WHAT TO PRODUCE - Please write out the records again, from the start through the line containing "top-left (220, 82), bottom-right (269, 122)", with both ends included and the requests kept unchanged. Add 128 to every coordinate in the answers.

SUPPLIED MATERIAL -

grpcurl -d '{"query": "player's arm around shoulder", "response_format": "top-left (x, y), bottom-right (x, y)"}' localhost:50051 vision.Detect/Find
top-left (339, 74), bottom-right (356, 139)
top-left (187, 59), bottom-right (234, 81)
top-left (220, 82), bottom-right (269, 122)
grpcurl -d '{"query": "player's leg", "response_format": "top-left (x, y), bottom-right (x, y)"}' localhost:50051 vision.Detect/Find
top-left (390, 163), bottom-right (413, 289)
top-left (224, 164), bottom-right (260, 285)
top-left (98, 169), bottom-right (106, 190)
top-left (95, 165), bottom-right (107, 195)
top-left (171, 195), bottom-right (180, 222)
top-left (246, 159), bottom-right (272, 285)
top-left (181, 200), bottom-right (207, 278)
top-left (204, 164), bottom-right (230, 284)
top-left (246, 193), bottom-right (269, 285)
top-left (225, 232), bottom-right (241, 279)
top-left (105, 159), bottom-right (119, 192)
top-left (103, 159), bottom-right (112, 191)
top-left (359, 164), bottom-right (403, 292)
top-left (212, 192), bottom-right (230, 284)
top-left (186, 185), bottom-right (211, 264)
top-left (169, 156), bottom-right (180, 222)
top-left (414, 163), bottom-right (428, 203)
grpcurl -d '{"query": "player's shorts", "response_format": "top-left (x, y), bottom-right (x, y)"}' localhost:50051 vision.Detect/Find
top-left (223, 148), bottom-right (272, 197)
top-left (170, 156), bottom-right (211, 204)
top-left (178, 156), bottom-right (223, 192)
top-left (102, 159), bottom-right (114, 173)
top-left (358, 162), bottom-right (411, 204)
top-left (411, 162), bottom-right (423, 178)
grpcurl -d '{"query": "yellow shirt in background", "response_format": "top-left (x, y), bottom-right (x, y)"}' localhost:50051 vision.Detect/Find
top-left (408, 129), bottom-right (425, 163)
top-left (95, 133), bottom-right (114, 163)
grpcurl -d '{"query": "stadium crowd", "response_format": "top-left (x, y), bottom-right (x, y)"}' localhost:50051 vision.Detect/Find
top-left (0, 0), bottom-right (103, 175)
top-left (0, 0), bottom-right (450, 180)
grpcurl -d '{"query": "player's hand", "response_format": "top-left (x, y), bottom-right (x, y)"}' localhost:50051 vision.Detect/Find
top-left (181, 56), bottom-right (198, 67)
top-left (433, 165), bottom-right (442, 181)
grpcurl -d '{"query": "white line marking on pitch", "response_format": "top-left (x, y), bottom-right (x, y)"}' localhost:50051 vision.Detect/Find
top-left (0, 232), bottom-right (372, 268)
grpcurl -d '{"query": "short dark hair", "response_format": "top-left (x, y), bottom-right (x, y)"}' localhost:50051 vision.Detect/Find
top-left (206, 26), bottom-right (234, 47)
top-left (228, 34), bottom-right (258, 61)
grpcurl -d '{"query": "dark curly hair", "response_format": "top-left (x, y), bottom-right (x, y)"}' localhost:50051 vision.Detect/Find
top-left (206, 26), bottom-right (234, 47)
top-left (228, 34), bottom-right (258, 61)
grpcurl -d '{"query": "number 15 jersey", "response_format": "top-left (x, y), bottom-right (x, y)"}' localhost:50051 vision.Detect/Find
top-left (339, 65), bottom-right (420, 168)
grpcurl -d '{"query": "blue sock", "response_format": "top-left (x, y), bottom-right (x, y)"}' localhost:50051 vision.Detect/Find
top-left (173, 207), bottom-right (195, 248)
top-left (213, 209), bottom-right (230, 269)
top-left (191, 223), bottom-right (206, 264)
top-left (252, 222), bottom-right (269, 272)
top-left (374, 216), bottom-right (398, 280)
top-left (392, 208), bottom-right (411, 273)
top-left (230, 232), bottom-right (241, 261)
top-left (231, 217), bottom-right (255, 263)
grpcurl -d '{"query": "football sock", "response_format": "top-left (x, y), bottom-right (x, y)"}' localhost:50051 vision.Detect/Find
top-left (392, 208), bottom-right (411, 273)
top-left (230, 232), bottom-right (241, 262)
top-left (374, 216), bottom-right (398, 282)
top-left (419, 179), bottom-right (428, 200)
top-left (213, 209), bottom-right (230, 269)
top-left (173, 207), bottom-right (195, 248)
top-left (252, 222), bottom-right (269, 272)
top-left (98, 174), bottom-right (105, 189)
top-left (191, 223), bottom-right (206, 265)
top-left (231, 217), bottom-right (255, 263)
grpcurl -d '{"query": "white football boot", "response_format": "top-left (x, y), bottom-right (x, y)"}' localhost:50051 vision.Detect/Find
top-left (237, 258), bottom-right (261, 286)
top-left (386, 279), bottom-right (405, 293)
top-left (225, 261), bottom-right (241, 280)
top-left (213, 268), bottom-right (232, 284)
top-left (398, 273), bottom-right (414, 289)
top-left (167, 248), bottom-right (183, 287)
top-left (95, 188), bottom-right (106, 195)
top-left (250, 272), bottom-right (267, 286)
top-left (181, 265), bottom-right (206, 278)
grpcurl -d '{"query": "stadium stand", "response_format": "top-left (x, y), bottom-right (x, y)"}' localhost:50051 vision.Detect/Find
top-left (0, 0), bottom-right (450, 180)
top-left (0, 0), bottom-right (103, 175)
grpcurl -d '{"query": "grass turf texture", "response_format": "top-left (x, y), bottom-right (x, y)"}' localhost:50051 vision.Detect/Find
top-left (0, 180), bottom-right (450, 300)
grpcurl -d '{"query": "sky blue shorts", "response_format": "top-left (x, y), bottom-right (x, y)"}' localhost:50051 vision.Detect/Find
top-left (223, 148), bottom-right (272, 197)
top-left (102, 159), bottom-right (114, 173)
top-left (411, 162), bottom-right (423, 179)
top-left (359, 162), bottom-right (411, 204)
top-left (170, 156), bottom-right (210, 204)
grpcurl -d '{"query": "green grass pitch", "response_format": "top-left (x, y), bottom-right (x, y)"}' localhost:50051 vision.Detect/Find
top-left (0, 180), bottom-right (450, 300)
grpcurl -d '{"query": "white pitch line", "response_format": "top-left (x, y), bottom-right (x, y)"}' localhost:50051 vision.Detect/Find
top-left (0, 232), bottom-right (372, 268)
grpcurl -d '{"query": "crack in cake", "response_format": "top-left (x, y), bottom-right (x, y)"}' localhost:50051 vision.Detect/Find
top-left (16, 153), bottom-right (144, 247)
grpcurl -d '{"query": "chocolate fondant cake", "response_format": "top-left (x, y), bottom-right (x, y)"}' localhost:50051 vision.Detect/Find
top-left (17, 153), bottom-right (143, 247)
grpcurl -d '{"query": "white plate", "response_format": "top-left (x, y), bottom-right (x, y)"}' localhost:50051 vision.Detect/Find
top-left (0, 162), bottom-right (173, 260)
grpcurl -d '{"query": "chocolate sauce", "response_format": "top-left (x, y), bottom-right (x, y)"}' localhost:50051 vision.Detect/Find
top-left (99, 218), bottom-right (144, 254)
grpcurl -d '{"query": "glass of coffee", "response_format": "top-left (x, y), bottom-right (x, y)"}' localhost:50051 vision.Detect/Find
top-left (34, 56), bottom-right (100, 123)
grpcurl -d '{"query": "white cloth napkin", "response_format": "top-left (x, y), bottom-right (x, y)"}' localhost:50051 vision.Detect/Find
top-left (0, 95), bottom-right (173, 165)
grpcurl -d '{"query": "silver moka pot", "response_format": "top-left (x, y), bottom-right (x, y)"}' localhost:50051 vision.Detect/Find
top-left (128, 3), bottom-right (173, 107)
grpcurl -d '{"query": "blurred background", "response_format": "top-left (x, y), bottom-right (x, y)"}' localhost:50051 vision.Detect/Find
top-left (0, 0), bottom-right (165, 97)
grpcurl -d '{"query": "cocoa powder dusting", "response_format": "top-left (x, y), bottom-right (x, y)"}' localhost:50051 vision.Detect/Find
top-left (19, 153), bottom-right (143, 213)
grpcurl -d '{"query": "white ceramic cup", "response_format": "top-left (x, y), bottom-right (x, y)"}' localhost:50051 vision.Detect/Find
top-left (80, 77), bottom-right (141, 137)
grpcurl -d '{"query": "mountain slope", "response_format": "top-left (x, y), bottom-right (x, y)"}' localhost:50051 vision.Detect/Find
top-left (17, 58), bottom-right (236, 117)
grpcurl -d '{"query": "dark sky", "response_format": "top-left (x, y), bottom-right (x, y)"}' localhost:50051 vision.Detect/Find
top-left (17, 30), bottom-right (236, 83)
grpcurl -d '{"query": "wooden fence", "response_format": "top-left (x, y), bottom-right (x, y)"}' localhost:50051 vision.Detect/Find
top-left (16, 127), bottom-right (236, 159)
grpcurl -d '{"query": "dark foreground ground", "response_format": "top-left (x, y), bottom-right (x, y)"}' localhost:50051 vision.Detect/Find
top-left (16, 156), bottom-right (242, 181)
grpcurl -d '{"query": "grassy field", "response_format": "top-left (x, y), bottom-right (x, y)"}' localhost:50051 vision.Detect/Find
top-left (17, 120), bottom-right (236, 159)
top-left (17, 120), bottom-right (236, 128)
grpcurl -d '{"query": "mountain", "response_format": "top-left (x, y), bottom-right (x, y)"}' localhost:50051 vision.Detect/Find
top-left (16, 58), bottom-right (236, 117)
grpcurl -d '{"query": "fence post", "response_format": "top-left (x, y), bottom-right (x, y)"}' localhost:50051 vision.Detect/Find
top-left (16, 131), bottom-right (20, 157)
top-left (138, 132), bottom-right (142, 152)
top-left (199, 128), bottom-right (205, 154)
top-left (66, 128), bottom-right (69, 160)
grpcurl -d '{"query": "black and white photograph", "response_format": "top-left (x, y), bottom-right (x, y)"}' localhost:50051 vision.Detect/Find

TASK OUTPUT -
grpcurl -d '{"query": "player's arm around shoulder", "response_format": "top-left (x, y), bottom-right (x, y)"}' localhost:50051 vision.Detect/Find
top-left (467, 202), bottom-right (484, 267)
top-left (315, 187), bottom-right (362, 209)
top-left (348, 210), bottom-right (397, 250)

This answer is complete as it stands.